WRITTEN REQUEST:
Reproduce verbatim the passage of the Adirondack League Club profile from "Peter K. Bertine" up to and including "lots and camps.".

EXTRACT PROVIDED:
** START **

Property Rights Foundation of America®

9. Adirondack League Club
(Latest update 2001)

P. O. Box 8
Old Forge, NY 13420

(315) 369-3025

Key Personnel

Joseph S. Kutsko, General Manager

Peter K. Bertine (9l4) 337-4600- Represents the Adirondack League Club on the Adirondack Landowners Association board and is co-counsel with lead counsel John Marwell on litigation


Less than 400

Coalition Involvements

Adirondack Landowners Association

Organization Goals

The Adirondack League Club is a private landowners' organization founded in 1890. The Club exists mainly as a hunting and fishing club for its members. The Club owns a preserve, and also includes three lake communities where the Club members individually own their lots and camps.

According to General Manager Joe Kutsko, the club's main goal is to provide recreational benefits to its members and encourage good private stewardship by practicing wildlife and resource management on the 50,000 acres the club's members own east of Old Forge in Hamilton County in the Adirondacks.

The Adirondack League Club's Constitution, according to Peter Bertine, calls for the "preservation and conservation of the Adirondack Forest, propagation and proper protection of fish and game, and the establishment of a preserve for hunting, fishing, rest and recreation of its members."

Board of Trustees

Dr. Mark C. Webster, President

(Names of rest of Board not available)


(l) Adirondack League Club, Inc., v. Sierra Club, et al.

In June 199l, the Thomas Kligerman of the Sierra Club Atlantic Chapter and the other defendants set out from State-owned lands and traveled in two canoes and a kayak down the South Branch of the Moose River into the lands of the Adirondack League Club. The intention of this incursion was to open up the South Branch of the Moose River through the Adirondack League Club to the public. The goal was in keeping with the Sierra Club's specific national activities to advance public rights to waterways and adjacent, or riparian, lands, as well as its general, consistent goals to diminish private property rights. The 12 miles of the trip through the Adirondack League Club lands had been closed to the public for approximately 100 years.

** END **

DATA LINES:
** START **

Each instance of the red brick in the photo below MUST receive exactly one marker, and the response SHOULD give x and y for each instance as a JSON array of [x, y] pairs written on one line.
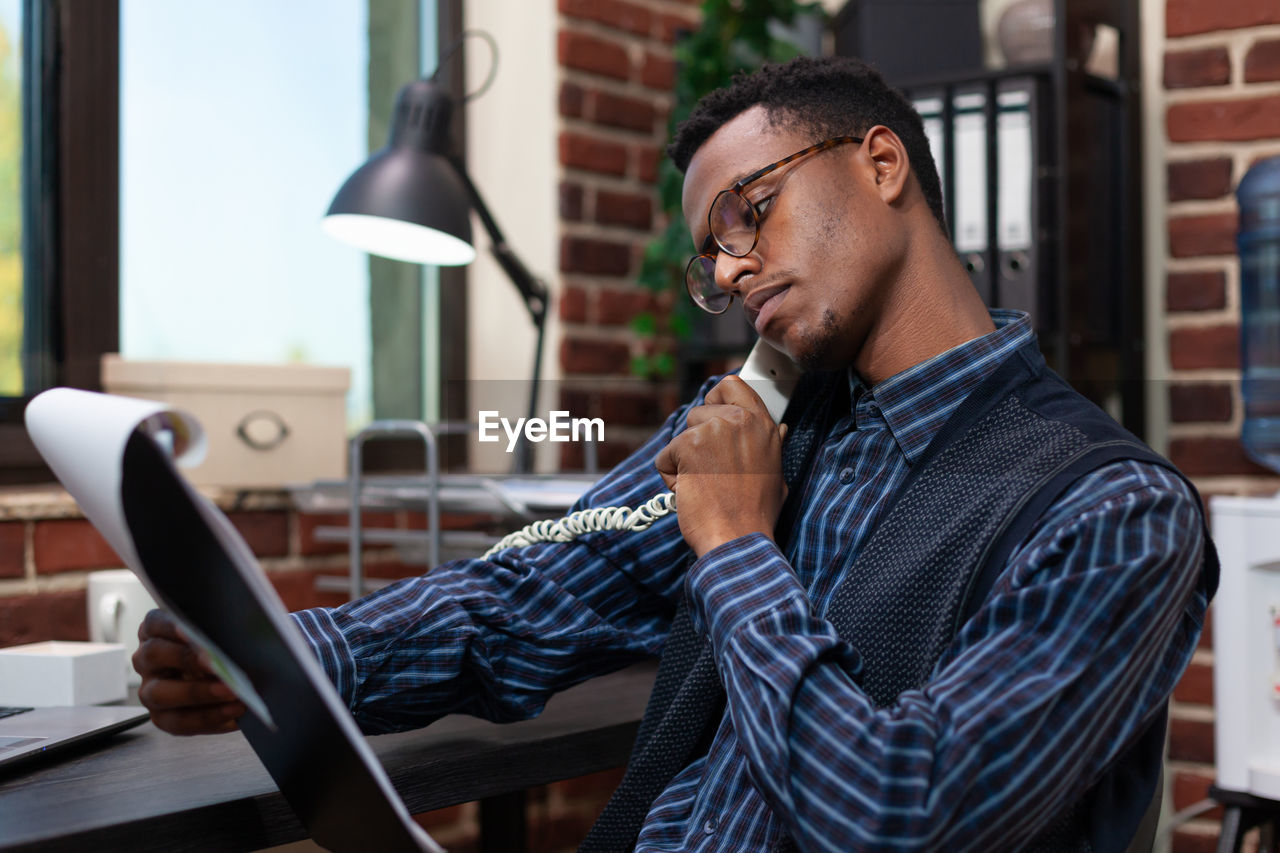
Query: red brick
[[44, 616], [1191, 740], [1202, 236], [572, 100], [265, 533], [571, 201], [1192, 68], [1212, 456], [1191, 788], [627, 209], [631, 409], [297, 589], [618, 308], [12, 544], [658, 72], [1196, 687], [592, 54], [579, 355], [1200, 347], [593, 256], [1189, 17], [1200, 179], [618, 110], [1200, 402], [592, 154], [1262, 62], [1228, 121], [307, 524], [574, 305], [1189, 842], [647, 159], [617, 14], [67, 544], [1205, 291]]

** END **

ANSWER TO THE TASK:
Peter K. Bertine (9l4) 337-4600- Represents the Adirondack League Club on the Adirondack Landowners Association board and is co-counsel with lead counsel John Marwell on litigation


Less than 400

Coalition Involvements

Adirondack Landowners Association

Organization Goals

The Adirondack League Club is a private landowners' organization founded in 1890. The Club exists mainly as a hunting and fishing club for its members. The Club owns a preserve, and also includes three lake communities where the Club members individually own their lots and camps.